--- Begin ---

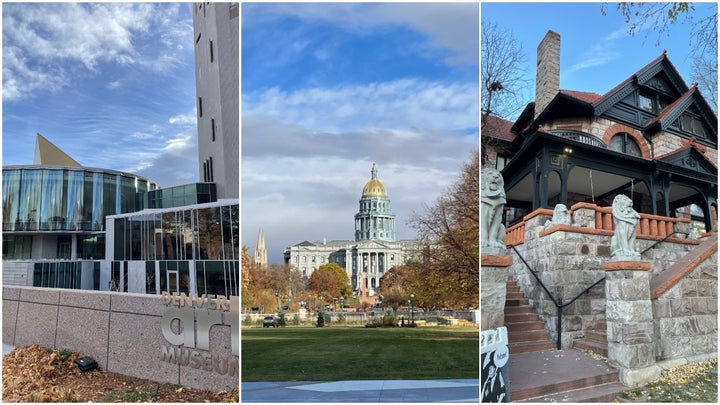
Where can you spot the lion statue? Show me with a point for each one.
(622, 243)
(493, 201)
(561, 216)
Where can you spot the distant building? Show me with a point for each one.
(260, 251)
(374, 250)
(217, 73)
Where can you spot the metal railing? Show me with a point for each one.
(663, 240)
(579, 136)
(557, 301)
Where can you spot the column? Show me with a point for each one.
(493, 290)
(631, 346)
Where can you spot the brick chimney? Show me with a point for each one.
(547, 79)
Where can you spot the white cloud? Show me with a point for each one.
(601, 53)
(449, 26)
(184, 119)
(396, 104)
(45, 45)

--- End ---
--- Begin ---

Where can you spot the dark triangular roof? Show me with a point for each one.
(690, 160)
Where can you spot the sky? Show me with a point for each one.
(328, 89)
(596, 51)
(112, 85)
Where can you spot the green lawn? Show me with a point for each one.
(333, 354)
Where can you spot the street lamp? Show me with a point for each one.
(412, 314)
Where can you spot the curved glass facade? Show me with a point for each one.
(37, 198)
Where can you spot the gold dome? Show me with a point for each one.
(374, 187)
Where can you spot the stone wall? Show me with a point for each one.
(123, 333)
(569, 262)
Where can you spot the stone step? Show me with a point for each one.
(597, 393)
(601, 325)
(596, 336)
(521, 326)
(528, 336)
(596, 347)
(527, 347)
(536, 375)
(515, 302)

--- End ---

Which of the lines above contain the word "stone", with case counting? Report each such line in full, copied unchanged.

> COMPLETED EXERCISE:
Where can you spot the stone wall? Show me with a point for each one.
Where can you spot the stone step? Show me with a point for each one.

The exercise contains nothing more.